→ **Passage shown**
## BEGIN
When you think of Thomas in the playoffs, you think of one of the most memorable postseason efforts in NBA history. Playing on a badly sprained right ankle, Thomas scored 25 third-quarter points in a potential close-out Game 6 in the 1988 Finals.

The last of his 43 points on the night gave the Pistons a 102-101 lead against the Showtime Lakers and probably should have delivered the first of three straight championships, if not for Laimbeer’s infamous phantom foul against Abdul-Jabbar.

As it were, Thomas delivered the next two NBA titles, solidifying his status as an all-time great who elevated his game in the postseason. During a five-year stretch in which the Pistons made the conference finals each season — including 10 series against Magic’s Lakers, Bird’s Celtics and Jordan’s Bulls — Thomas averaged 20 points (43.7 FG%, 35 3P%, 77.7 FT%), 8.5 assists, 4.7 rebounds and 2.1 steals in 37.5 minutes per game. And he was even better in his three Finals appearances.

Paul’s first-round series-winner against the Spurs in 2015 is maybe his most satisfying playoff moment, but the memory that endures are his two turnovers in the last 17 seconds of a pivotal Game 5 loss to OKC in the 2014 conference semifinals.

That too was marred by missed calls, but Paul’s playoff career is littered with missed opportunities. There was also his team’s Game 6 collapse against Houston in the 2015 conference semifinals, and a slew of untimely injuries that limited his chances for postseason heroics — namely the hamstring strain with Houston that cost him the final two games of the 2018 conference finals against Golden State.

Paul bears too much of the responsibility for his team’s playoff failures. Take that Game 6 against the Rockets, for example. He finished with 31 points, 11 assists and seven rebounds, while everyone else but Griffin on that team combined to shoot 30.8 percent on 52 field-goal attempts. He was also on the floor for 12 of the final 14 minutes in which the Clips blew a 19-point lead to Harden-less Houston.

Paul responded with a 26-5-10 with four steals in a series-ending defeat that saw more paltry shooting from his team’s role players. His career is filled with impressive Game 7 performances, all while averaging 20.6 points (47.8 FG%, 39.4 3P%, 87.7 FT%), 8.5 assists, 4.4 rebounds and 2.4 steals over a five-year stretch in which the Clip were a serious title contender. They also never got out of the second round.
## END
→ **Directive A**
Pull out each line of the listing that contains the word "dark".
The passage on NBA playoff performances and the listing are unrelated material.

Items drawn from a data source
## BEGIN
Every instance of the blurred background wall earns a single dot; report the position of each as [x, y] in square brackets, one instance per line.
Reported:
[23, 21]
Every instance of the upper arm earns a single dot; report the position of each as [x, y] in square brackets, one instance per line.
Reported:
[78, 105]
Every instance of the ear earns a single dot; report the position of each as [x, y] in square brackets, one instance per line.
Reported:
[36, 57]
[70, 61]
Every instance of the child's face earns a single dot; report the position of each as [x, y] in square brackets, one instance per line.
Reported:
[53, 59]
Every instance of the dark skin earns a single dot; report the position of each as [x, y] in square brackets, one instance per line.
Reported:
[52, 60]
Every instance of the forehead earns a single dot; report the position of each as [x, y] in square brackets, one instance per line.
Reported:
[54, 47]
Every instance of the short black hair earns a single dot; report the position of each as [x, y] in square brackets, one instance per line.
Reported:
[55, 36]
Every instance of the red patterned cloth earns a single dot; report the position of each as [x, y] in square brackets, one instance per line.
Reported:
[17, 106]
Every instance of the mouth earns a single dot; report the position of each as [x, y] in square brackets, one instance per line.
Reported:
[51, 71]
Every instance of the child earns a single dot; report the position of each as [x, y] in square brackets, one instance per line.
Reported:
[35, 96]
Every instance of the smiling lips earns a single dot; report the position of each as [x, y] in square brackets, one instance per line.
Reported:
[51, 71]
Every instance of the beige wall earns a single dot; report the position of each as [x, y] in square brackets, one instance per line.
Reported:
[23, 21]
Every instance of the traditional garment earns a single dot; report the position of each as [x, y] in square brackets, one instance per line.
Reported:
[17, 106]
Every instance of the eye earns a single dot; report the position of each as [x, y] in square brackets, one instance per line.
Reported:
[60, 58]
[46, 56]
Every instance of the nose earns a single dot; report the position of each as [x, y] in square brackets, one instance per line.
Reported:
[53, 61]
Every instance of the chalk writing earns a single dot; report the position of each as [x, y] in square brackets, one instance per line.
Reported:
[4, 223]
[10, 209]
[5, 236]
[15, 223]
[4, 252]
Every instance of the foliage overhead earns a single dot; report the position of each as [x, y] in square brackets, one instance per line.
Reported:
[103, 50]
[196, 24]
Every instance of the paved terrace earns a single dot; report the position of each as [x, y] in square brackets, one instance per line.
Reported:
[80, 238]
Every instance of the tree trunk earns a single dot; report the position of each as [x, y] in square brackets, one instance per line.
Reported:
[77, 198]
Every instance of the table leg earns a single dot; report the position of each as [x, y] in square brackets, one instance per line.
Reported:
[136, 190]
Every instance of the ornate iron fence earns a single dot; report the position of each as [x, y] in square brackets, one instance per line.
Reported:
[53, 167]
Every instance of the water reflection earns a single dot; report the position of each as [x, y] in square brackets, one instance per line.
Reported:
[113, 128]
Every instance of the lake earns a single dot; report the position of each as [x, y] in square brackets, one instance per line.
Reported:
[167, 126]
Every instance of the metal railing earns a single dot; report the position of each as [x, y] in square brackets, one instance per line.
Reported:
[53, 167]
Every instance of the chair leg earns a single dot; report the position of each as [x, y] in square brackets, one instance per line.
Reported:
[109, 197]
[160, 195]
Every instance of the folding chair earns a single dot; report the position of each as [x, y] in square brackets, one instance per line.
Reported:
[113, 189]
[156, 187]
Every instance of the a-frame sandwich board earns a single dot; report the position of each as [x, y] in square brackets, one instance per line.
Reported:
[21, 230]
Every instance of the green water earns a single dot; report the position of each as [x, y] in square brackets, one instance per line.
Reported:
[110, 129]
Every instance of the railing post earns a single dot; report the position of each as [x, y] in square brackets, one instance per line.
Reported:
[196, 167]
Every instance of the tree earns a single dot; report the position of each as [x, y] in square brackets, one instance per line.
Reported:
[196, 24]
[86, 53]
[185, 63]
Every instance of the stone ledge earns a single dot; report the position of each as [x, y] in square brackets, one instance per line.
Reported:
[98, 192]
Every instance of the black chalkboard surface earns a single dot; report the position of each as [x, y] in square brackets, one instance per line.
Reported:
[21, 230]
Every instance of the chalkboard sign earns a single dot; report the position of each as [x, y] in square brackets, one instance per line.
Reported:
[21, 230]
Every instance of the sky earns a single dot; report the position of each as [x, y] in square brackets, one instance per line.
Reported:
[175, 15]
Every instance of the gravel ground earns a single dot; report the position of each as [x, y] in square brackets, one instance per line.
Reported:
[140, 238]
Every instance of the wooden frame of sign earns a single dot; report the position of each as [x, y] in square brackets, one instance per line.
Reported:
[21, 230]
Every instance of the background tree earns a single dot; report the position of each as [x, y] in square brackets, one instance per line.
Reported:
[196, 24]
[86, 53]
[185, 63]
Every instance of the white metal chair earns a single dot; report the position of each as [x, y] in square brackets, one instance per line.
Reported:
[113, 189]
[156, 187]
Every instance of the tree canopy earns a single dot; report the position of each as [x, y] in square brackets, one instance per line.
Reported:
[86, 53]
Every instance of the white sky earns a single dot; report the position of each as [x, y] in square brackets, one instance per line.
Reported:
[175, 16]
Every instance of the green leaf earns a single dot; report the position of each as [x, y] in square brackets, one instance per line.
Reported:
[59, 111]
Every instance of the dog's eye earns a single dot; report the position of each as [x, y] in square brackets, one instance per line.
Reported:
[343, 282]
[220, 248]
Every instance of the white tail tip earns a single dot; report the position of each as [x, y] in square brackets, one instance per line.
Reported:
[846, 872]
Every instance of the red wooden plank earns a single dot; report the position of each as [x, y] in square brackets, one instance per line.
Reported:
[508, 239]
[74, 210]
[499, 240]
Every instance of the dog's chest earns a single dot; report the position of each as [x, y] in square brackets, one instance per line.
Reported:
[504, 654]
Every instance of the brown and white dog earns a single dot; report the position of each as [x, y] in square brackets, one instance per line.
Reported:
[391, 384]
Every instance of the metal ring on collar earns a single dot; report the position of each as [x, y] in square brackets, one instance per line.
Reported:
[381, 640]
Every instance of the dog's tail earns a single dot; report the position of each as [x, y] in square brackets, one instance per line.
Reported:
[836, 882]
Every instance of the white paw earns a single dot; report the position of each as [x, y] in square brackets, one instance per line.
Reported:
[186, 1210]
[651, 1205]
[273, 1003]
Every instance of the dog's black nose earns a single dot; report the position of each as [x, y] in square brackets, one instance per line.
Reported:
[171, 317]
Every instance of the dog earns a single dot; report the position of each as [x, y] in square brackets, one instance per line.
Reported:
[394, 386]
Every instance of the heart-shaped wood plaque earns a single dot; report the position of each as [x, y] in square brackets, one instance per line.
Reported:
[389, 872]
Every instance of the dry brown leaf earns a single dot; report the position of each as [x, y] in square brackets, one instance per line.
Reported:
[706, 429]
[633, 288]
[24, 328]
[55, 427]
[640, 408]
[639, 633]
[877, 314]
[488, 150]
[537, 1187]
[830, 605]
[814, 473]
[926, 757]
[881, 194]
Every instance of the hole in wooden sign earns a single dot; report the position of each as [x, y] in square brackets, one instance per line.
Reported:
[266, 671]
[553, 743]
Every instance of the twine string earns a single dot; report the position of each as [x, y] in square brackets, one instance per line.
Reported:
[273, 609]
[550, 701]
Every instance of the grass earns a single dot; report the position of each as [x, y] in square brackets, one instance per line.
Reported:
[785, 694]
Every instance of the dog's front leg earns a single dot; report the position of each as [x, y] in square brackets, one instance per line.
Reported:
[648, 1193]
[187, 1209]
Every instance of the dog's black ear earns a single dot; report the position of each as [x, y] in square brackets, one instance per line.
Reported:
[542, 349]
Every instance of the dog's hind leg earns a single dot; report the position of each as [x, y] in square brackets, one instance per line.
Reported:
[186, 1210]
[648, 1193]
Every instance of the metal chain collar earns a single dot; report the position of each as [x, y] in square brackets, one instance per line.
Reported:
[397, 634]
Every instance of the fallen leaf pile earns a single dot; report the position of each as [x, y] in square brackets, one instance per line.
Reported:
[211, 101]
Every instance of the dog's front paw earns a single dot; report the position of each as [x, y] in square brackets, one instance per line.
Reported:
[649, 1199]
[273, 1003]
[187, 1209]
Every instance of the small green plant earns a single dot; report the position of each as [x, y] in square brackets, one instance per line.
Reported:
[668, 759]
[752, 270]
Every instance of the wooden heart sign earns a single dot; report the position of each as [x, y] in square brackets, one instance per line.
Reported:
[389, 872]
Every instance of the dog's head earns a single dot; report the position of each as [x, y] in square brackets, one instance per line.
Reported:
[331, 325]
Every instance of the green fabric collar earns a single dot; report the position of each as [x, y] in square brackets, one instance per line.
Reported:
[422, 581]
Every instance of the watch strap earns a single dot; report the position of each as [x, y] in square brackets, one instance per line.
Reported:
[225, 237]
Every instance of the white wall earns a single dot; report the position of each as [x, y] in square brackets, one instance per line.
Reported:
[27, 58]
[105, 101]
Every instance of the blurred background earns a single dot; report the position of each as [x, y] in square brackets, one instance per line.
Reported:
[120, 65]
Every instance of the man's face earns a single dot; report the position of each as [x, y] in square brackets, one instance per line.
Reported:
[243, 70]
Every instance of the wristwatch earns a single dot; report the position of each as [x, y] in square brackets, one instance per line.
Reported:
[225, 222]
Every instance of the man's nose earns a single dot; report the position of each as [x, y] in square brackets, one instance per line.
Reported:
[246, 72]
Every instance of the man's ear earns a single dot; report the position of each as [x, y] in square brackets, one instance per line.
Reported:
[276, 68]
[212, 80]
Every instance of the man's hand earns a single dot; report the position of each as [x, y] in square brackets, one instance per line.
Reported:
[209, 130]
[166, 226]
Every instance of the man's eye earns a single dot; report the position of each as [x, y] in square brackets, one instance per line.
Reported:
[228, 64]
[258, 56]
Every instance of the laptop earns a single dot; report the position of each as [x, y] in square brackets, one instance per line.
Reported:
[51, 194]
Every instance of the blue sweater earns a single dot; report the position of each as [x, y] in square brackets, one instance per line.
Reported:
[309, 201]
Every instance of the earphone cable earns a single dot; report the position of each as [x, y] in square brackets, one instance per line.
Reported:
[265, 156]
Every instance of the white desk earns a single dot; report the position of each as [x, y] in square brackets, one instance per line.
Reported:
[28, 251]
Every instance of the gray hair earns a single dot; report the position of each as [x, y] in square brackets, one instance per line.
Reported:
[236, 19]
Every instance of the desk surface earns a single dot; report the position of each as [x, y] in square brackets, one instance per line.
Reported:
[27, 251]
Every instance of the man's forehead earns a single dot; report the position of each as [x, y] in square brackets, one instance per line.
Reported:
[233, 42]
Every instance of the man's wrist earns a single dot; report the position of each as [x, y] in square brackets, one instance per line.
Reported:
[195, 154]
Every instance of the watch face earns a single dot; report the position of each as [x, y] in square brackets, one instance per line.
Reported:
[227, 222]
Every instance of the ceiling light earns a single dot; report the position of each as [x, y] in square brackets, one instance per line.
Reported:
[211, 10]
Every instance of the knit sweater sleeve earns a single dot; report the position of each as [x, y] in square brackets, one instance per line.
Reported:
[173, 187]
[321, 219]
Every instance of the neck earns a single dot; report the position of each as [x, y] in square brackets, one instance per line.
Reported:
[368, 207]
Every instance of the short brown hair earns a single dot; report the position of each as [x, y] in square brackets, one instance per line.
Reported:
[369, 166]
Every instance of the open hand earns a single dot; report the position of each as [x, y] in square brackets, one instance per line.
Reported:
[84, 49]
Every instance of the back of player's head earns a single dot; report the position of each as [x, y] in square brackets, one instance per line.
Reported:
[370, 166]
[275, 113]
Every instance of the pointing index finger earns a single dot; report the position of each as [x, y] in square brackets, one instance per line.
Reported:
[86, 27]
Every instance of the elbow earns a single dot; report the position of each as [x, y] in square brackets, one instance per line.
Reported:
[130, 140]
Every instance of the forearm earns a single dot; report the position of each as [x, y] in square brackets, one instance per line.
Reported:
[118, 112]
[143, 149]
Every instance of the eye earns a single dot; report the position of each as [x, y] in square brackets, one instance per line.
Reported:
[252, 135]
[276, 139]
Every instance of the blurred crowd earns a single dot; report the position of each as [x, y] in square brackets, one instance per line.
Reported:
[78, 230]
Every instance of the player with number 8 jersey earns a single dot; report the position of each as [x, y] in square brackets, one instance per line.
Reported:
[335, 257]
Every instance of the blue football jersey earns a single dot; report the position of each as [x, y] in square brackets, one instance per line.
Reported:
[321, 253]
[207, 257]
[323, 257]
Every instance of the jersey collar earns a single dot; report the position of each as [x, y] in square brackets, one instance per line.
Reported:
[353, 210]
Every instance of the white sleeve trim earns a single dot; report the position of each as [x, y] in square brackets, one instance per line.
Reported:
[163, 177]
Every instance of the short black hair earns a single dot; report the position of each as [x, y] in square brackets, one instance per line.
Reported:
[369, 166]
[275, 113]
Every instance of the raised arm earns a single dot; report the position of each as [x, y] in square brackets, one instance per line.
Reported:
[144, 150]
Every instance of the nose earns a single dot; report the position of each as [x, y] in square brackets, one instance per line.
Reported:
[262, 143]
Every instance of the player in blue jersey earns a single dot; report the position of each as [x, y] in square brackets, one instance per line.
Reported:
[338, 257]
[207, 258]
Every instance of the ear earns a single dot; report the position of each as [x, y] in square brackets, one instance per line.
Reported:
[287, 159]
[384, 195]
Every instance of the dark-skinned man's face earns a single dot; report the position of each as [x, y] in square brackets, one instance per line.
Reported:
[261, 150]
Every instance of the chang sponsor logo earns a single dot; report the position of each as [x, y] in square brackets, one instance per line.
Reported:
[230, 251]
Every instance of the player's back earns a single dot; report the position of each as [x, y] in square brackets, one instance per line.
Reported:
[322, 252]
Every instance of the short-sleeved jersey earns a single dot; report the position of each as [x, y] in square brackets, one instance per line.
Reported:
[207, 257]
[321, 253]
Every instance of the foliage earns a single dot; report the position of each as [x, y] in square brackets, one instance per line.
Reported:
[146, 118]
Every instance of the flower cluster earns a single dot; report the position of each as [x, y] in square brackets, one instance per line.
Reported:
## END
→ **Directive B**
Carry on the passage about NBA playoff performances from the point where it stops.

→ **Task output A**
Every instance of the dark skin earns a single dot; report the position of each as [x, y] in square brackets, one instance per line.
Every instance of the dark-skinned man's face earns a single dot; report the position of each as [x, y] in square brackets, one instance per line.

→ **Task output B**
So, how much of their legacies simply belongs to narrative — Thomas the hero, Paul the goat, both of which could have been swung if their teammates had risen or fallen a bit more in the moment? Quite a bit, probably, but the fact remains that one delivered two Larry O’Brien trophies, while the other is still searching for his first.

Advantage: Thomas

Hardware

• Paul: Nine-time All-Star (2013 All-Star Game MVP); eight-time All-NBA selection (4x First Team, 3x Second Team, 1x Third Team); nine-time All-Defense (7x First Team, 2x Second Team); four-time assists leader; six-time steals leader; 2006 Rookie of the Year; 2004 USA Basketball Male Athlete of the Year; two-time Olympic gold medalist

• Thomas: Two-time champion (1990 Finals MVP); 12-time All-Star (two-time All-Star Game MVP); five-time All-NBA selection (3x First Team, 2x Second Team); 1985 assists leader; 1982 NBA All-Rookie First Team; 1981 NCAA champion (NCAA Final Four Most Outstanding Player); 1980 USA Basketball Male Athlete of the Year

Let’s get this out of the way: The league did not introduce a Third Team All-NBA until the 1988-89 season, so that may have cost Thomas another selection or two. (How he was not among six guards chosen in 1989 is kind of mind-boggling, too.) Let’s agree to call the differences in their All-Star and All-NBA selections a wash.

The league leads in assists and steals aren’t exactly a dividing line, either. Paul is averaging 9.7 assists and 2.2 steals per game to Thomas’ 9.3 and 1.9. Thomas is not to blame for playing at the same time as Magic Johnson and John Stockton.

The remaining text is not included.